> OBJECTIVE A: In the Nigeria debt text, what was the value of the infrastructure damaged by the floods?
> OBJECTIVE B: Resume the Nigeria debt text after its final line and carry it forward.

> PROVIDED TEXT:
And he’s right. Think about it. Every naira spent on interest is one less naira for clean water, solar grids, flood barriers. Debt isn’t abstract. It’s a mother walking six kilometers with her sick child. It’s youth stuck in survival mode, not innovation.
Then Donald Ofoegbu from HBF took the mic. Blunt. Passionate. Called out the high interest rates—some loans over 15%. Criminal, really. Who benefits? Not us. He reminded everyone: floods hit over 33 states a few years back. Damaged infrastructure worth $9.12 billion. And now? We borrow more to fix what was already broken. Circle of chaos.
“Nobody is coming to save Nigeria,” he said. Voice rising. “This is our home. We fix it—or we lose it.”
Chills. Honestly.

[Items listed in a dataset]
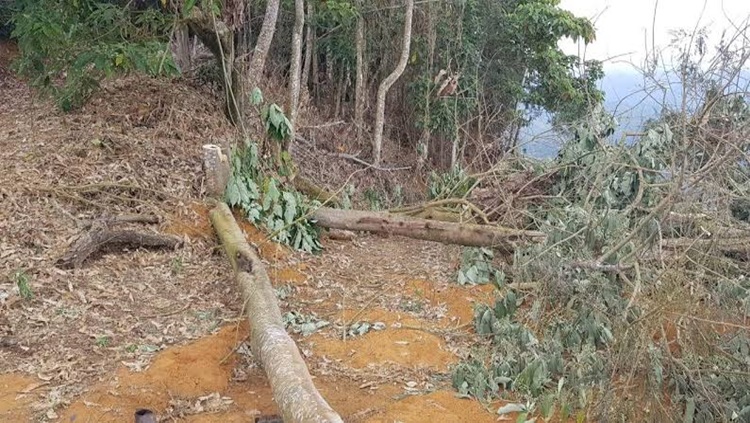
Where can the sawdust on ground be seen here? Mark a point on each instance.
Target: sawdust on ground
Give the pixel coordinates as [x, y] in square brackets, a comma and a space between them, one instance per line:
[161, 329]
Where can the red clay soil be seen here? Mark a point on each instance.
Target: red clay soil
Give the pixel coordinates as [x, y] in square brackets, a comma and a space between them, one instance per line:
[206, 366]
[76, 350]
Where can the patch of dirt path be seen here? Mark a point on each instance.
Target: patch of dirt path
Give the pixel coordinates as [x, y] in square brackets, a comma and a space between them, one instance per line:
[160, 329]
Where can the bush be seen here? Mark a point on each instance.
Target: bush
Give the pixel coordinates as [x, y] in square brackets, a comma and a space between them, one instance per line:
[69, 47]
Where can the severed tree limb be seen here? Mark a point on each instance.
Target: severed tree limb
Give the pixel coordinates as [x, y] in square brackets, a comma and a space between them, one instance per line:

> TASK OUTPUT A: $9.12 billion.

> TASK OUTPUT B:
Joseph Amenaghawon from BudgIT dropped another truth bomb. “We’re borrowing without building,” he said. Recurrent spending. Salaries. Fuel subsidies. Not climate-resilient roads. Not green energy plants. Just debt piling on debt.
And where are the young people in all this? Left out. Again.
There were two panel sessions. Heated. One guy stood up—student, maybe early 20s—asked, “How do you expect us to care about climate action when we can’t even eat?” Silence. Then slow clap.
They also launched a report. Title? “Mapping Nigeria’s Debt Landscape: A Burden on Youth, Climate Change & National Development” by Reportersroom. Hard-hitting. Clear. Says what we all feel: borrowing must fund projects that pay for themselves. Power plants. Irrigation systems. Flood defenses. Not just paper files and meetings.
Key takeaway? Fiscal discipline. Now. Transparent borrowing. End the culture of “we’ll figure it out later.” Because later is here. And it’s broke.
We need aggressive revenue mobilization. Close tax loopholes. Stop the leak. Demand accountability. Not tomorrow. Today.
Because right now? We’re taxing the future. Women. Girls. Youth. They’re paying for decisions they didn’t make.
And let’s be real—climate change isn’t waiting. Neither should we.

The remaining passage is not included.